▶ **EXERCISE GOAL**: Rewrite the stretch of the material below that starts with the line containing "Where can you find the front wheel" and continues through the end of the material. Copy every line in full, but multiply each coordinate by 1.85 and round it to a whole number, rounding halves up, and return only those lines.

▶ **RECORDS FOR THIS TASK**:
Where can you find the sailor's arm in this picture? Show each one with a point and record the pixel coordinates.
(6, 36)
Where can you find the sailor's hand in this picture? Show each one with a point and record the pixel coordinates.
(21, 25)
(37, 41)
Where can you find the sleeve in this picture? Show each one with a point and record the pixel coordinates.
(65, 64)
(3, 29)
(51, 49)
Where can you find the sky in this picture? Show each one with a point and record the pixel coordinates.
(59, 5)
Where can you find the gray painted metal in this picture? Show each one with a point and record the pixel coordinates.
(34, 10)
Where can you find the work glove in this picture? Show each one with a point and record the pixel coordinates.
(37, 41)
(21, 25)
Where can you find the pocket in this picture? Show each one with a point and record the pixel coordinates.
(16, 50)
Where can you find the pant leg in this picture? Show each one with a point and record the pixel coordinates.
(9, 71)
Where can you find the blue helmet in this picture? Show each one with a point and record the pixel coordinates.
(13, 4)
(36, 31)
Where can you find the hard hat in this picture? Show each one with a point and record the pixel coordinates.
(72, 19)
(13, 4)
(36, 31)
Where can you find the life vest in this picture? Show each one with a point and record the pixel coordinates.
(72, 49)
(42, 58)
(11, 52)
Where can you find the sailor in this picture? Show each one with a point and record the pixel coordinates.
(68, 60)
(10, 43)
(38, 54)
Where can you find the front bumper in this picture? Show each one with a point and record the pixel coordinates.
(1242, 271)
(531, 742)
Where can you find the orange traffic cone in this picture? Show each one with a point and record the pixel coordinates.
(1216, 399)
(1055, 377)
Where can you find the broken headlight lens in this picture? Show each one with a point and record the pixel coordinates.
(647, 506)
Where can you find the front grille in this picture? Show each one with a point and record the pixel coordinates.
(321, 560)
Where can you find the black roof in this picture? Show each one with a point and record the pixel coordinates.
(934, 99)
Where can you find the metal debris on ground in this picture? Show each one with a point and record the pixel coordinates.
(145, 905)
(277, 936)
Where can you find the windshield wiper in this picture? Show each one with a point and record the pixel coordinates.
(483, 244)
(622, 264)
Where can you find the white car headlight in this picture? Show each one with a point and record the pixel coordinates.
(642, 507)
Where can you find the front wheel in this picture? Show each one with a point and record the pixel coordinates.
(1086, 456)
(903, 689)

▶ **REPLY TO THE EXERCISE**:
Where can you find the front wheel in this picture? Show each one with a point and record the pixel coordinates.
(2009, 844)
(1671, 1275)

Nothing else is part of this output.